Saved data entries
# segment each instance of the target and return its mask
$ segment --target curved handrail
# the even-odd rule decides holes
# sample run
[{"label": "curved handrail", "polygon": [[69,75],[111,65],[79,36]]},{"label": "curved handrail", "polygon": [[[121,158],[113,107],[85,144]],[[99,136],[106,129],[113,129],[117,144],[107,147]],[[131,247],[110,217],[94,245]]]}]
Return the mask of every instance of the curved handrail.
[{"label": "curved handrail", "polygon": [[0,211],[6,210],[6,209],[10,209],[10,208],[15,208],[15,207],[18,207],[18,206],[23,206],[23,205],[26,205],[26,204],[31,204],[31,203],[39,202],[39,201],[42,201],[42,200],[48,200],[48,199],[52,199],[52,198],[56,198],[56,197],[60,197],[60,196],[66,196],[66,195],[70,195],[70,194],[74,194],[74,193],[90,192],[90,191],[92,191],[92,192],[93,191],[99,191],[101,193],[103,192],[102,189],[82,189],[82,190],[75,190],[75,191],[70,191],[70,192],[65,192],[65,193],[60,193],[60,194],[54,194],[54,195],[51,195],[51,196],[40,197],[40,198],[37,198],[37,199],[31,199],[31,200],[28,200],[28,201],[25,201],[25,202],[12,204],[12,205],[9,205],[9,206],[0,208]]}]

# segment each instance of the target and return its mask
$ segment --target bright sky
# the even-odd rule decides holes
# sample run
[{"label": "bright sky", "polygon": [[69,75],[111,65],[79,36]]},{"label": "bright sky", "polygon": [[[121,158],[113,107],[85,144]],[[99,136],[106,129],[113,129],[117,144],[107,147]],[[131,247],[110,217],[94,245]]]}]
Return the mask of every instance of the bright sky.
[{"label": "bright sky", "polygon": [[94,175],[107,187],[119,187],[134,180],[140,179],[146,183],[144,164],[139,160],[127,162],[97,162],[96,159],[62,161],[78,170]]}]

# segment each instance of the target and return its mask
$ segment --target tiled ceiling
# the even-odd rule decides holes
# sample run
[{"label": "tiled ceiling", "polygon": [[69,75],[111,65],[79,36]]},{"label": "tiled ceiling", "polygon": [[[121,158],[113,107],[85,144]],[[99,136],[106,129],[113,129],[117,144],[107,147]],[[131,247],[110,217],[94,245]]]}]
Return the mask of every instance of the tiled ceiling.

◆ Your assignment ◆
The expected response is the full data, reproduced exactly.

◆ Exercise response ◆
# segment each instance of the target and return its mask
$ segment --target curved handrail
# the even-odd rule decides holes
# sample run
[{"label": "curved handrail", "polygon": [[69,75],[111,65],[79,36]]},{"label": "curved handrail", "polygon": [[[121,158],[113,107],[85,144]],[[99,136],[106,129],[113,129],[117,144],[107,147]],[[131,247],[110,217],[94,245]]]}]
Return the mask of every instance of the curved handrail.
[{"label": "curved handrail", "polygon": [[0,211],[6,210],[6,209],[10,209],[10,208],[15,208],[15,207],[18,207],[18,206],[23,206],[23,205],[26,205],[26,204],[31,204],[31,203],[39,202],[39,201],[42,201],[42,200],[48,200],[48,199],[52,199],[52,198],[56,198],[56,197],[60,197],[60,196],[66,196],[66,195],[70,195],[70,194],[74,194],[74,193],[90,192],[90,191],[92,191],[92,192],[93,191],[99,191],[101,193],[103,192],[102,189],[82,189],[82,190],[75,190],[75,191],[70,191],[70,192],[65,192],[65,193],[60,193],[60,194],[54,194],[54,195],[51,195],[51,196],[40,197],[40,198],[37,198],[37,199],[31,199],[31,200],[28,200],[28,201],[25,201],[25,202],[12,204],[12,205],[9,205],[9,206],[0,208]]}]

# segment each instance of the target and return its mask
$ segment --target bright sky
# the even-odd rule decides holes
# sample run
[{"label": "bright sky", "polygon": [[69,75],[111,65],[79,36]]},{"label": "bright sky", "polygon": [[[121,158],[113,107],[85,144]],[[99,136],[106,129],[113,129],[117,144],[107,147]],[[131,247],[110,217],[94,245]]]}]
Return the mask of every instance of the bright sky.
[{"label": "bright sky", "polygon": [[94,175],[107,187],[119,187],[134,180],[140,179],[146,183],[144,164],[139,160],[127,162],[97,162],[96,159],[62,161],[78,170]]}]

# segment each instance of the target and return its mask
$ segment --target tiled ceiling
# the even-odd rule decides holes
# sample run
[{"label": "tiled ceiling", "polygon": [[69,75],[111,65],[79,36]]},{"label": "tiled ceiling", "polygon": [[[121,158],[113,107],[85,144]],[[99,136],[106,129],[113,129],[117,144],[107,147]],[[131,247],[110,217],[94,245]]]}]
Return the mask of every instance of the tiled ceiling.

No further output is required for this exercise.